> [Task]
The response must contain the complete data, printed exactly.

##### Extracted material

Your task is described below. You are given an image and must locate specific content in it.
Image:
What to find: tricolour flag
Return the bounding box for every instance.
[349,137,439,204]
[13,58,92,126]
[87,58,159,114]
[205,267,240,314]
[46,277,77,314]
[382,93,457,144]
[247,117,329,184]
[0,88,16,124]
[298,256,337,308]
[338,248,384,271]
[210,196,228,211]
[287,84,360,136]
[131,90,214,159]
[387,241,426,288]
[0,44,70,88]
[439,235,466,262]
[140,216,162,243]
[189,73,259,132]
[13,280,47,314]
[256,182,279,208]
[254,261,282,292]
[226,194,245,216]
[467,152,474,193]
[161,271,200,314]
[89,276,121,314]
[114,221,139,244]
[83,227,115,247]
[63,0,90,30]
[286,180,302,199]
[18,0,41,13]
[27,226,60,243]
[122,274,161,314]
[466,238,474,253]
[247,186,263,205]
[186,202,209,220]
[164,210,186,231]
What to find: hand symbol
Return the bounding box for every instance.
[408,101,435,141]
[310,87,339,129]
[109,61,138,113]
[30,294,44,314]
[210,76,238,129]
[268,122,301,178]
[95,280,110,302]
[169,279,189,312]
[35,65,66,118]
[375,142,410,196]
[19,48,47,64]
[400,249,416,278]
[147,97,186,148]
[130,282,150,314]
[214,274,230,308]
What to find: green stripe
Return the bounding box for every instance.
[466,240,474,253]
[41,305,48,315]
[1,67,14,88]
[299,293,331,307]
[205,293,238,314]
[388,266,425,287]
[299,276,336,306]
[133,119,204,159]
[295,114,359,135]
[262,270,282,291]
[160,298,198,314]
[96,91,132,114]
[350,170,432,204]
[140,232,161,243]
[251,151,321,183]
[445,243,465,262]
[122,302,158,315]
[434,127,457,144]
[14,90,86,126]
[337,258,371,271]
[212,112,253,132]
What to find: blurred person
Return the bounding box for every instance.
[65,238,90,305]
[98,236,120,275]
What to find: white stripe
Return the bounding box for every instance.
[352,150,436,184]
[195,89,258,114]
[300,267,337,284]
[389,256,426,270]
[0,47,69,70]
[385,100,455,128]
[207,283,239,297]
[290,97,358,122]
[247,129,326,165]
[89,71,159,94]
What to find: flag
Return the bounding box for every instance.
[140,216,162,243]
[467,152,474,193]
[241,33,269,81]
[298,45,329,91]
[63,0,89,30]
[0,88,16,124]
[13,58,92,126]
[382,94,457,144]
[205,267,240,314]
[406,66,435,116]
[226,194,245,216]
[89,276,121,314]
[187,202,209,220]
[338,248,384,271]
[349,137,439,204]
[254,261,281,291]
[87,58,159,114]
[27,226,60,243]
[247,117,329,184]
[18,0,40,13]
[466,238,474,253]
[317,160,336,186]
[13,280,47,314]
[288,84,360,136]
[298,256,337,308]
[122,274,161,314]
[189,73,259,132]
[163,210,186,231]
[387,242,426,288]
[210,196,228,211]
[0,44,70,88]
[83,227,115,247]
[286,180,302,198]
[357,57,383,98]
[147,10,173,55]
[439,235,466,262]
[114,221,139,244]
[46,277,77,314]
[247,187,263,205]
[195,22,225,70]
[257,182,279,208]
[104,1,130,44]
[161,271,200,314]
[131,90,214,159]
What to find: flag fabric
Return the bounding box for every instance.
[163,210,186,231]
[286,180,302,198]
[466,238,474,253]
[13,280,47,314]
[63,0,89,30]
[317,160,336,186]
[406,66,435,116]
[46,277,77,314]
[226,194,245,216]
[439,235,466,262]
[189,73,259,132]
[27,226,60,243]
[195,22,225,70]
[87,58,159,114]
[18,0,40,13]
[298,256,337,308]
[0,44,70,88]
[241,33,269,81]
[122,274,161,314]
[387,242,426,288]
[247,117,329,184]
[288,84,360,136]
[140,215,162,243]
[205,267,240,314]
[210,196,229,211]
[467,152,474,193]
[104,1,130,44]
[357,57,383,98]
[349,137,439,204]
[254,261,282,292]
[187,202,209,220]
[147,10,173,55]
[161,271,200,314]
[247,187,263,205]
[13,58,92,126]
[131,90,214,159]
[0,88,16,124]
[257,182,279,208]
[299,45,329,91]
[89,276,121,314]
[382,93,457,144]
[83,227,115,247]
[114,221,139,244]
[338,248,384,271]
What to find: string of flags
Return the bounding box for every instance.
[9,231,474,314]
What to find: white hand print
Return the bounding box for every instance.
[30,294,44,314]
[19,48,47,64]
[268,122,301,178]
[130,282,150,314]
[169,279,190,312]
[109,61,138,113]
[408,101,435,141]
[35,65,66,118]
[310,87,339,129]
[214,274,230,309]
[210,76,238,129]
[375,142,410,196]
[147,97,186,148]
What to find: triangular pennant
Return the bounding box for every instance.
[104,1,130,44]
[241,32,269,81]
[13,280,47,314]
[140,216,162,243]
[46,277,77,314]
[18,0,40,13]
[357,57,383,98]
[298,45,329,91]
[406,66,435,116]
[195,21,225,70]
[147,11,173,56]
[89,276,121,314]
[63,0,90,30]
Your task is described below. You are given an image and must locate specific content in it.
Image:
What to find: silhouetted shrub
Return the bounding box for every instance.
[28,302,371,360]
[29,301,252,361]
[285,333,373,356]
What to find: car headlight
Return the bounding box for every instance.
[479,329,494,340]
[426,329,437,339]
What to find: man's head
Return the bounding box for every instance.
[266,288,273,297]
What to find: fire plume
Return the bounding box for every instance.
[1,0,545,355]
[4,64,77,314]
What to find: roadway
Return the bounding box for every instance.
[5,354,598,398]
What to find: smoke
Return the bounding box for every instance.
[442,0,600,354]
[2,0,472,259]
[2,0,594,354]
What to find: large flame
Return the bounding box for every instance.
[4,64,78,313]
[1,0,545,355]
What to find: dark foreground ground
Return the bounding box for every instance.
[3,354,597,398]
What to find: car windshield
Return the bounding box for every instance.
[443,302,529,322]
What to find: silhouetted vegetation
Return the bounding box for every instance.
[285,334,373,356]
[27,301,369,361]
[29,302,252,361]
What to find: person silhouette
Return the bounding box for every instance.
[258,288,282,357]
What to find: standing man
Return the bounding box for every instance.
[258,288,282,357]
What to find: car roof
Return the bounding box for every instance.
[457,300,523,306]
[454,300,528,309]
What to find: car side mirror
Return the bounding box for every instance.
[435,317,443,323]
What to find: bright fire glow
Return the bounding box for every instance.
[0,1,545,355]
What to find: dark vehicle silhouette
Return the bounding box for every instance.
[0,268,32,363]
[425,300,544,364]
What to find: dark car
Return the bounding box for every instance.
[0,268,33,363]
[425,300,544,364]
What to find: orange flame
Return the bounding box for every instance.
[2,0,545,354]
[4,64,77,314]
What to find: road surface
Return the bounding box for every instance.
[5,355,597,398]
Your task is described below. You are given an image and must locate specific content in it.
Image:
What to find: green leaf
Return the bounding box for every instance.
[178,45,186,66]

##########

> [Task output]
Your task is described below. You are given an image and must locate specific content in it.
Image:
What to find: tricolour flag
Return the bounding box for every instance.
[349,137,439,204]
[13,58,92,126]
[87,58,159,114]
[205,267,240,314]
[46,277,77,314]
[382,93,457,144]
[247,117,329,184]
[0,88,16,124]
[298,256,337,308]
[338,248,384,271]
[210,196,228,211]
[287,84,360,136]
[131,90,214,159]
[387,241,426,288]
[0,44,70,88]
[439,235,466,262]
[140,216,162,243]
[189,73,259,132]
[13,280,47,314]
[256,182,279,208]
[254,261,282,292]
[226,194,245,216]
[467,152,474,193]
[161,271,200,314]
[89,276,121,314]
[114,221,139,244]
[83,227,115,247]
[63,0,90,30]
[286,180,302,199]
[18,0,41,13]
[27,226,60,243]
[122,274,161,314]
[466,238,474,253]
[247,186,263,205]
[186,202,209,220]
[164,210,186,231]
What to find: hand symbol
Return the bounding box for every instance.
[408,101,435,141]
[310,87,339,129]
[109,61,138,113]
[30,294,44,314]
[210,76,238,129]
[268,122,301,178]
[95,280,110,302]
[169,279,189,312]
[35,65,66,118]
[375,142,410,196]
[19,48,47,64]
[400,249,416,278]
[147,97,186,148]
[130,282,150,314]
[214,274,230,308]
What to find: green stripe
Return the bounding box for every instance.
[466,240,474,253]
[41,305,48,315]
[1,67,14,88]
[299,293,331,307]
[205,293,238,314]
[388,266,425,287]
[299,276,336,306]
[133,119,204,159]
[295,114,359,135]
[262,270,282,291]
[160,298,198,314]
[96,91,132,114]
[350,170,432,204]
[140,232,161,243]
[251,151,321,183]
[445,243,465,262]
[122,302,158,315]
[434,127,457,144]
[14,90,86,126]
[337,258,371,271]
[212,112,253,132]
What to find: blurred person
Return the bounding box for every instance.
[65,238,90,305]
[98,236,120,275]
What to find: white stripe
Return the bounding box for every instance.
[352,150,436,184]
[195,89,258,114]
[300,267,337,284]
[389,256,426,270]
[0,47,69,70]
[385,100,455,128]
[207,283,239,297]
[290,97,358,122]
[247,129,326,165]
[89,71,159,94]
What to find: flag
Return the bounding box for every instance.
[140,216,162,243]
[467,152,474,193]
[241,33,269,81]
[298,45,329,91]
[63,0,89,30]
[0,88,16,124]
[13,58,92,126]
[382,94,457,144]
[205,267,240,314]
[406,66,435,116]
[226,194,245,216]
[89,276,121,314]
[187,202,209,220]
[338,248,384,271]
[349,137,439,204]
[254,261,281,291]
[87,58,159,114]
[27,226,60,243]
[247,117,329,184]
[18,0,40,13]
[466,238,474,253]
[317,160,336,186]
[13,280,47,314]
[288,84,360,136]
[298,256,337,308]
[122,274,161,314]
[189,73,259,132]
[163,210,186,231]
[387,242,426,288]
[210,196,228,211]
[0,44,70,88]
[83,227,115,247]
[286,180,302,198]
[357,57,383,98]
[147,10,173,55]
[439,235,466,262]
[114,221,139,244]
[46,277,77,314]
[247,187,263,205]
[195,22,225,70]
[257,182,279,208]
[104,1,130,44]
[161,271,200,314]
[131,90,214,159]
What to find: flag fabric
Return the bounding box for every instance.
[163,210,186,231]
[286,180,302,198]
[466,238,474,253]
[13,280,47,314]
[63,0,89,30]
[317,160,336,186]
[406,66,435,116]
[46,277,77,314]
[226,194,245,216]
[439,235,466,262]
[189,73,259,132]
[27,226,60,243]
[195,22,225,70]
[87,58,159,114]
[18,0,40,13]
[298,256,337,308]
[0,44,70,88]
[241,33,269,81]
[122,274,161,314]
[387,242,426,288]
[247,117,329,184]
[288,84,360,136]
[140,215,162,243]
[205,267,240,314]
[210,196,229,211]
[467,152,474,193]
[104,1,130,44]
[357,57,383,98]
[349,137,439,204]
[254,261,282,292]
[187,202,209,220]
[147,10,173,55]
[161,271,200,314]
[247,187,263,205]
[13,58,92,126]
[131,90,214,159]
[0,88,16,124]
[257,182,279,208]
[299,45,329,91]
[89,276,121,314]
[382,93,457,144]
[83,227,115,247]
[114,221,139,244]
[338,248,384,271]
What to find: string of flags
Return the bounding box for every instance.
[9,231,474,314]
What to find: white hand print
Return the bounding box for every instance.
[30,294,44,314]
[19,48,47,64]
[268,122,301,178]
[130,282,150,314]
[169,279,190,312]
[109,61,138,113]
[408,101,435,141]
[35,65,66,118]
[310,87,339,129]
[214,274,230,309]
[210,76,238,129]
[375,142,410,196]
[147,97,186,148]
What to find: triangular pennant
Return the bounding box for every instance.
[104,1,130,44]
[241,32,269,81]
[13,280,47,314]
[140,216,162,243]
[46,277,77,314]
[18,0,40,13]
[357,57,383,98]
[298,45,329,91]
[406,66,435,116]
[195,21,225,70]
[147,11,173,56]
[89,276,121,314]
[63,0,90,30]
Your task is described below. You are given an image and must locate specific content in it.
Image:
What to find: silhouetted shrub
Return the bounding box for every instance.
[28,302,371,360]
[29,301,252,361]
[285,333,373,356]
What to find: car headlight
Return the bounding box for every instance.
[479,329,494,340]
[426,329,437,339]
What to find: man's head
Return the bounding box for every instance.
[266,288,273,297]
What to find: fire plume
Return the bounding box for every instance.
[1,0,545,355]
[4,64,77,314]
What to find: roadway
Return the bounding box for every instance.
[5,354,598,398]
What to find: smoke
Return the bounding box for every instance.
[442,0,600,354]
[2,0,472,259]
[2,0,594,354]
What to find: large flame
Return the bounding box for every instance.
[4,64,78,313]
[1,0,545,355]
What to find: dark foreground ground
Return the bounding box for every instance.
[3,354,597,398]
What to find: car windshield
Return the bounding box for every instance.
[443,302,529,322]
What to find: silhouetted vegetation
Return the bounding box for every instance.
[285,334,373,356]
[27,301,369,361]
[29,302,252,361]
What to find: person silhouette
Return the bounding box for every instance.
[258,288,282,357]
What to find: standing man
Return the bounding box for every instance.
[258,288,282,357]
What to find: car roof
Return the bounding box for every instance.
[457,300,523,306]
[454,300,528,309]
What to find: car side mirror
Return the bounding box for every instance.
[435,317,443,323]
What to find: bright fire glow
Return the bounding box for every instance.
[0,1,545,355]
What to find: dark vehicle silhouette
Return the bounding box for every instance.
[0,268,32,363]
[425,300,544,364]
What to find: dark car
Return the bounding box for every instance.
[0,268,33,363]
[425,300,544,364]
What to find: orange flame
Return the bounding box for every instance.
[2,0,545,354]
[4,64,77,314]
What to find: road surface
Return the bounding box for every instance.
[5,355,597,398]
Your task is described below. You are given an image and must locate specific content in it.
Image:
What to find: green leaf
Return the bounding box for every instance.
[178,45,186,66]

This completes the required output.